Records for this exercise -
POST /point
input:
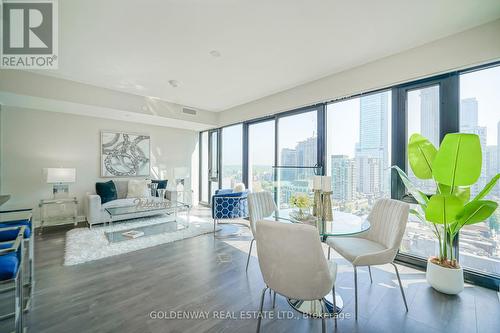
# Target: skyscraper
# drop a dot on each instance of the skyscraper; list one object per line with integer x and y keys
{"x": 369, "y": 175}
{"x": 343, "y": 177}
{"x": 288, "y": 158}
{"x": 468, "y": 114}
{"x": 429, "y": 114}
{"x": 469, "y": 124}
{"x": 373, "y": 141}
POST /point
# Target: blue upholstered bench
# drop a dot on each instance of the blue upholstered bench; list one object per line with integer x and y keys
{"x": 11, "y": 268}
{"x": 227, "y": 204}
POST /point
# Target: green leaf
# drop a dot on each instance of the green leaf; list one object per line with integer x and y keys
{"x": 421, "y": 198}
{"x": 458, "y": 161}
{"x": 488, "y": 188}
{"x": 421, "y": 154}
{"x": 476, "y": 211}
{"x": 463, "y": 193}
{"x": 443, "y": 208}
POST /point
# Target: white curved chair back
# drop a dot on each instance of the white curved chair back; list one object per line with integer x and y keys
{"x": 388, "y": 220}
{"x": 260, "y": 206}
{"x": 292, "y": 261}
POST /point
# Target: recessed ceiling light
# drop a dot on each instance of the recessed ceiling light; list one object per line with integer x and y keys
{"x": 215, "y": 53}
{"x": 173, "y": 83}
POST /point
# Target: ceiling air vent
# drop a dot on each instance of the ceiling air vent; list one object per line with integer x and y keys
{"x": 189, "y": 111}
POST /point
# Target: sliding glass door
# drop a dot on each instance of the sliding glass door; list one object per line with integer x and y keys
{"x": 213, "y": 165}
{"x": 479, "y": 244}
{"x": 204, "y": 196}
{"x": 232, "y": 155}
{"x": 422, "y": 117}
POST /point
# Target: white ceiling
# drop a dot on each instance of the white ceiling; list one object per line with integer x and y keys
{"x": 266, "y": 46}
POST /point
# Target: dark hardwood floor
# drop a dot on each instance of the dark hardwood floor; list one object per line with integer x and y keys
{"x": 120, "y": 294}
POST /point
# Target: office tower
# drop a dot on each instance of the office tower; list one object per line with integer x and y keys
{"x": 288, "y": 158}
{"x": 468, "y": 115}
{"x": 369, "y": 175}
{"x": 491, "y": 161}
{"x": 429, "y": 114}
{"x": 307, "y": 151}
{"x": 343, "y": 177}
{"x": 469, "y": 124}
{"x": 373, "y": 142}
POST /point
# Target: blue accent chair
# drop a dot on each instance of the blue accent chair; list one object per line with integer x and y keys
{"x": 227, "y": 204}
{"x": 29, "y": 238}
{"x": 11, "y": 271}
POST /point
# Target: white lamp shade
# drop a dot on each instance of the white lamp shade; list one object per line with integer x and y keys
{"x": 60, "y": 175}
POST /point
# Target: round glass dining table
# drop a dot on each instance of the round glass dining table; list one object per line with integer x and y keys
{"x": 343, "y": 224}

---

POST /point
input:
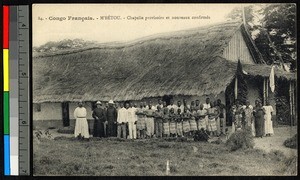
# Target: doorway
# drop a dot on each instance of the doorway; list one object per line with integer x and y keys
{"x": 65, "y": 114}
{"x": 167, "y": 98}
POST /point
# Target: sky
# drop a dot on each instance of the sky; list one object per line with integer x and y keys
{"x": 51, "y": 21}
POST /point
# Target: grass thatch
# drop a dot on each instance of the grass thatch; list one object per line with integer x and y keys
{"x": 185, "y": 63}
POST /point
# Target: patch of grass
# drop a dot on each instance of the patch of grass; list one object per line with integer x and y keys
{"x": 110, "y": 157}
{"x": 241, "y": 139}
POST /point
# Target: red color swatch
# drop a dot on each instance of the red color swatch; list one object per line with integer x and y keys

---

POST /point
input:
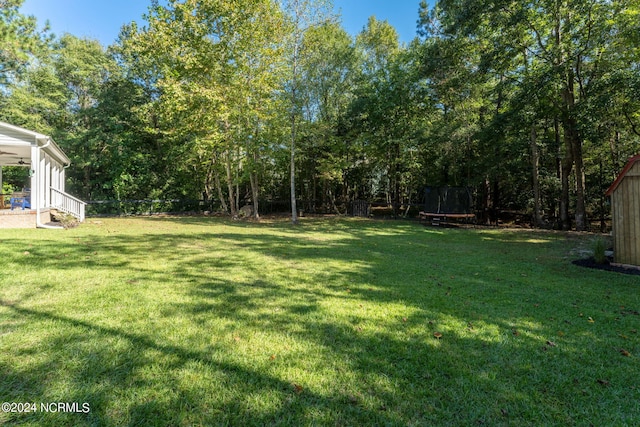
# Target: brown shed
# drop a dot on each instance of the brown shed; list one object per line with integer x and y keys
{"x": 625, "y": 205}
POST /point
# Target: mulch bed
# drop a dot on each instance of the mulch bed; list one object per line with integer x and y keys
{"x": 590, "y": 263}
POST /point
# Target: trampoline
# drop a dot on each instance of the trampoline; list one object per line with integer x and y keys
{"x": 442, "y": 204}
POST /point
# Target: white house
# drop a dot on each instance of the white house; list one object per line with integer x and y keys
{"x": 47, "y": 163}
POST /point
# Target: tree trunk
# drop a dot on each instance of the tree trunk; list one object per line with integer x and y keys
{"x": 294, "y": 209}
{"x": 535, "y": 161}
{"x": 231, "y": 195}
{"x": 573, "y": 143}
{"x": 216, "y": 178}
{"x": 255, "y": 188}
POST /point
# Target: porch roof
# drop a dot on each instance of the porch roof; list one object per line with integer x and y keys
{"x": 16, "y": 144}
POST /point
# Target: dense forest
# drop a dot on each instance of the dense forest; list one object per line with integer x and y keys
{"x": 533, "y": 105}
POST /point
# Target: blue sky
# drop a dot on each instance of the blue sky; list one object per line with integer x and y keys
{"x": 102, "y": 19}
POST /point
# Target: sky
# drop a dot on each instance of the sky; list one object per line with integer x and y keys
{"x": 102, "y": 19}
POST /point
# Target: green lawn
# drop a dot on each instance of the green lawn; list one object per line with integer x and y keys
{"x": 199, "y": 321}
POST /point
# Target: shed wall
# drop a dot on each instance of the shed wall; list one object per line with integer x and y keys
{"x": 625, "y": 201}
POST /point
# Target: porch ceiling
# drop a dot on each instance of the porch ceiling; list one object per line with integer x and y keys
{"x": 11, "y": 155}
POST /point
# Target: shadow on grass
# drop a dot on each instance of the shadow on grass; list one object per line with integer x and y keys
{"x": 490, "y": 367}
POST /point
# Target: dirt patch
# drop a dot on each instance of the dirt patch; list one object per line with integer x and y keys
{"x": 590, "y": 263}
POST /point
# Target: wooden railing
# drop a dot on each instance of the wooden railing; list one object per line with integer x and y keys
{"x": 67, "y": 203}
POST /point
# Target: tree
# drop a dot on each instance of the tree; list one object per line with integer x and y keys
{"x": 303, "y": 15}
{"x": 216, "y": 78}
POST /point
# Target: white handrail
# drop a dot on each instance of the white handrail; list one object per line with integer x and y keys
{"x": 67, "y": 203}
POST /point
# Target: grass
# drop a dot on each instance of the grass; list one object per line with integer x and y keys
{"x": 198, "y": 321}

Exercise description -
Can you pull out every line of the material above that contains the string "roof"? Letter case matters, so a line counts only if its capitalization matches.

Task result -
# Target: porch roof
# drop a dot on each instance of the porch roof; list one object per line with integer x and y keys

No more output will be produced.